(Extracted entries)

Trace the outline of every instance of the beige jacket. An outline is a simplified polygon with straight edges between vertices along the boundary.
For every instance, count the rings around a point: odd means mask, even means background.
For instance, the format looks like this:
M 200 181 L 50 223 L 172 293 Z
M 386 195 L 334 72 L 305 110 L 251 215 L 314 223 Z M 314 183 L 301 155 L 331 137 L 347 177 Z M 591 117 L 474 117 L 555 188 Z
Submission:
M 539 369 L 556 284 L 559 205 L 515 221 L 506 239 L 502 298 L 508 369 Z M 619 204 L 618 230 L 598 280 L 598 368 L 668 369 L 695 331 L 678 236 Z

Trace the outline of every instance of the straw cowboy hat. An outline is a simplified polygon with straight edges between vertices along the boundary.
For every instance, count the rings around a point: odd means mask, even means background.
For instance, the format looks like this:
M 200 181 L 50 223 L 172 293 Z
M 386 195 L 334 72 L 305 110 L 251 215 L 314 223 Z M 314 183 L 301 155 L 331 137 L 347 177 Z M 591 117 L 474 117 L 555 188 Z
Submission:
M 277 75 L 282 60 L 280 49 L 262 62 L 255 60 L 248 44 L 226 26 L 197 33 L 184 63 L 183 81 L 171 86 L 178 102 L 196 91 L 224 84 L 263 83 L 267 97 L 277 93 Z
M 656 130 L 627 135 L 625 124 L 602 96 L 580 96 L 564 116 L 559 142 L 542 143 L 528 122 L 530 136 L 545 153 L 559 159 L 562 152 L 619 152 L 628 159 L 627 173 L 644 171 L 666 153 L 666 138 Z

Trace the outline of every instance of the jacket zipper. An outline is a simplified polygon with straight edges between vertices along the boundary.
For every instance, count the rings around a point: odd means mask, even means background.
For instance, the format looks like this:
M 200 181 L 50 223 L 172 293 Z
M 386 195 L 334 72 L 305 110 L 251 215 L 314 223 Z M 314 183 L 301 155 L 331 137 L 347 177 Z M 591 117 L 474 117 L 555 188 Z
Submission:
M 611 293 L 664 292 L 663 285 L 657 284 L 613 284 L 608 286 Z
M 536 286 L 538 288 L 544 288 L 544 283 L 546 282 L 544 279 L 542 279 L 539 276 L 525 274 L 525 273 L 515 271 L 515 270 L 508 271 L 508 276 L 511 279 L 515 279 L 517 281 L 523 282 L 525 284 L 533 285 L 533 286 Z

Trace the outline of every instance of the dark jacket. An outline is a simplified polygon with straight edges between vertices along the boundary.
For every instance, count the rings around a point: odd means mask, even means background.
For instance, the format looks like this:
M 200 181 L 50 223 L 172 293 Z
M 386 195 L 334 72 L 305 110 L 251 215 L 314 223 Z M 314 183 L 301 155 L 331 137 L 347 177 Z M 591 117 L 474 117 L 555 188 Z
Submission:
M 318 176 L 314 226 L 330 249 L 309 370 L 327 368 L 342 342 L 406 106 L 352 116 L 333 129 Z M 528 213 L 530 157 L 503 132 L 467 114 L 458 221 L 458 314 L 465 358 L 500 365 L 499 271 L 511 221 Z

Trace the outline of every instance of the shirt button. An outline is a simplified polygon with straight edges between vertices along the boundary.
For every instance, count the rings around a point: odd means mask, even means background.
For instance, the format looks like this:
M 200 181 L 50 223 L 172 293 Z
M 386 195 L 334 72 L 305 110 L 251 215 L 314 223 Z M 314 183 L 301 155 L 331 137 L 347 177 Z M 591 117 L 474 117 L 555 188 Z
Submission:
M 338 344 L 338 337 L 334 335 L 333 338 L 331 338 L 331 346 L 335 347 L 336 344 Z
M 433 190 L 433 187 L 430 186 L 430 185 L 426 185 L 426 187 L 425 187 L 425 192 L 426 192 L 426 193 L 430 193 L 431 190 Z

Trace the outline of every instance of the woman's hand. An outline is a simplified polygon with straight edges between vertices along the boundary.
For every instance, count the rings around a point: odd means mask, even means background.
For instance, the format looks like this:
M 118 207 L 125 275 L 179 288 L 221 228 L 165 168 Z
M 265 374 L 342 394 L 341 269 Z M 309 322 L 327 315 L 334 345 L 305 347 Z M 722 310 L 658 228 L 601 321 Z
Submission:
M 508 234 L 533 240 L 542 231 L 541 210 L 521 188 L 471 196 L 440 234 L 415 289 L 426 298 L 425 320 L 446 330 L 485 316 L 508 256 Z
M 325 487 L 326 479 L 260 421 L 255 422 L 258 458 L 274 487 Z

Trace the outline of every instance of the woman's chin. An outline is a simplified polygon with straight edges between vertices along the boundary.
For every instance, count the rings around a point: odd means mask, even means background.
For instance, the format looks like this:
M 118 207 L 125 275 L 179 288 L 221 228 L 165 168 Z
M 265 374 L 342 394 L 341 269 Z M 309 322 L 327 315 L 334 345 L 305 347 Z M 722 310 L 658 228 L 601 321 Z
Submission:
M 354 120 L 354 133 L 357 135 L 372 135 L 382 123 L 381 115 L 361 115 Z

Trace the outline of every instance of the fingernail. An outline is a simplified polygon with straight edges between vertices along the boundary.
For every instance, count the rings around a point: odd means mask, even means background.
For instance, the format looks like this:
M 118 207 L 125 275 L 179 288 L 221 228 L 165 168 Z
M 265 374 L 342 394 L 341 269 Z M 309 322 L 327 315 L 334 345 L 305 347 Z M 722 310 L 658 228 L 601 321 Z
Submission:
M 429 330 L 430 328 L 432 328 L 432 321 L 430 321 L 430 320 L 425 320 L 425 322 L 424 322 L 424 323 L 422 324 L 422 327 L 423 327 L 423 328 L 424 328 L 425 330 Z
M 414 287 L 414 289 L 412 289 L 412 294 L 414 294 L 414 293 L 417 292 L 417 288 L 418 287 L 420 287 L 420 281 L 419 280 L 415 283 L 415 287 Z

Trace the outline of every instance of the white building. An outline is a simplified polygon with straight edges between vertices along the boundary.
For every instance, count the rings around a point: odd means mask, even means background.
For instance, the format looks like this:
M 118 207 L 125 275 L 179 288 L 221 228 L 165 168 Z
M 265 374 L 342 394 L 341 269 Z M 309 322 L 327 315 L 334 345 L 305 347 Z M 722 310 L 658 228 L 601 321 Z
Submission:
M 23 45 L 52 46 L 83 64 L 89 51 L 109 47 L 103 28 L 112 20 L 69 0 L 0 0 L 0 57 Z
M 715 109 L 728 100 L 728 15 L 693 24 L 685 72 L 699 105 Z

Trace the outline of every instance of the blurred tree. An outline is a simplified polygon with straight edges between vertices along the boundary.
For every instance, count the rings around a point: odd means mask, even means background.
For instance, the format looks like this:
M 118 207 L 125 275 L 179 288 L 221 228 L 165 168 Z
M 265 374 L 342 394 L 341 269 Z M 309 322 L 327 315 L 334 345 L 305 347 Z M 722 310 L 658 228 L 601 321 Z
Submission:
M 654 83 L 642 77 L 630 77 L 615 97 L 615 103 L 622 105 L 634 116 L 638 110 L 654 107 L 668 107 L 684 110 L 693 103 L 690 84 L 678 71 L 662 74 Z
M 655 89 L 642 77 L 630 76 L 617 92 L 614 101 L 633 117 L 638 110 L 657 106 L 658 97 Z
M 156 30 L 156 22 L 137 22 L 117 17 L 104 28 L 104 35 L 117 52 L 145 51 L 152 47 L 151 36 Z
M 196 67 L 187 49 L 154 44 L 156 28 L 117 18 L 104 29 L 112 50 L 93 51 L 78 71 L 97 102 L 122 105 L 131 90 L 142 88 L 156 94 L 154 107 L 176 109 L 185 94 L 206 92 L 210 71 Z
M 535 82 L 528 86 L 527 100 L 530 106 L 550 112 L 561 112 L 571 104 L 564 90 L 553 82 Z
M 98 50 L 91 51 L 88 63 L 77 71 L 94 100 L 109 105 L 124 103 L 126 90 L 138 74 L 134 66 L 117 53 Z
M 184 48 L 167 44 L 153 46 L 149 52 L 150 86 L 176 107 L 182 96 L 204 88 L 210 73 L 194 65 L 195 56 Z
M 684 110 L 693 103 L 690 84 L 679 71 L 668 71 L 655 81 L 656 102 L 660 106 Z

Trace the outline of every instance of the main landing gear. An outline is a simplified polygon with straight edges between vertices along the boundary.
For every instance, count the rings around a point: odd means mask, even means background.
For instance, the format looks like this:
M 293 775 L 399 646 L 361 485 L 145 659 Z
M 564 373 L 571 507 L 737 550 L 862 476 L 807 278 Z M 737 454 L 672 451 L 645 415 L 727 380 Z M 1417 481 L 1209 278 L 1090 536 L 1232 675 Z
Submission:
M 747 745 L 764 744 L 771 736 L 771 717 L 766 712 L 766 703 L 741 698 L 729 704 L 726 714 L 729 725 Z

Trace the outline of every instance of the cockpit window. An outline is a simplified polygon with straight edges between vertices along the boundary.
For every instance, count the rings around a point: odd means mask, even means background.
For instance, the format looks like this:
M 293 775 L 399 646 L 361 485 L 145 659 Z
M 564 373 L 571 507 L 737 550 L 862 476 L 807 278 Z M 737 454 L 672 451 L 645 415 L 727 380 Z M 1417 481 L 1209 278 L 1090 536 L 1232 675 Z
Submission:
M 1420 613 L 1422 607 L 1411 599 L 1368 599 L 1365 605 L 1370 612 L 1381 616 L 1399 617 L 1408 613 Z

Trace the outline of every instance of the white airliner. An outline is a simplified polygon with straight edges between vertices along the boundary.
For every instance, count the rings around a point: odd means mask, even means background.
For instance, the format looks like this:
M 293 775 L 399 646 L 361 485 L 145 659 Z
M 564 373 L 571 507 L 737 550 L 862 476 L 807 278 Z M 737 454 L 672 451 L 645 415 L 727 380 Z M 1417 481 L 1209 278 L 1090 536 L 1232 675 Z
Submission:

(End Extracted entries)

-- Exercise requirements --
Using the entries above, return each line in which the word "woman" occurs.

-- Response to the exercise --
Trace the outline of every instance of the woman's hand. An outline is a simplified polygon with straight edges between vertices along the boundary.
Trace the outline of every instance of the woman's chin. An outline is a simplified polygon with straight edges between vertices along the boundary.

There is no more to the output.